## [SHORT TASK]
Copy every one of the rows below word for word, with each line left unchanged.

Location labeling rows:

===============

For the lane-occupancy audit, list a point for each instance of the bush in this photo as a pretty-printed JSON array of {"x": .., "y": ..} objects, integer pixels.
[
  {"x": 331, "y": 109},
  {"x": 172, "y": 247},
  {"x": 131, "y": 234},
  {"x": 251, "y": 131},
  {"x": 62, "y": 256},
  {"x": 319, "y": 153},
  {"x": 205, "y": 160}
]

===============

## [THE COMPLETED TASK]
For the lane-occupancy audit, list a point for each instance of the bush in this photo as a pretty-printed JSON array of {"x": .., "y": ..} objects, integer pixels.
[
  {"x": 331, "y": 109},
  {"x": 172, "y": 247},
  {"x": 131, "y": 234},
  {"x": 251, "y": 131},
  {"x": 62, "y": 256},
  {"x": 319, "y": 153},
  {"x": 205, "y": 160}
]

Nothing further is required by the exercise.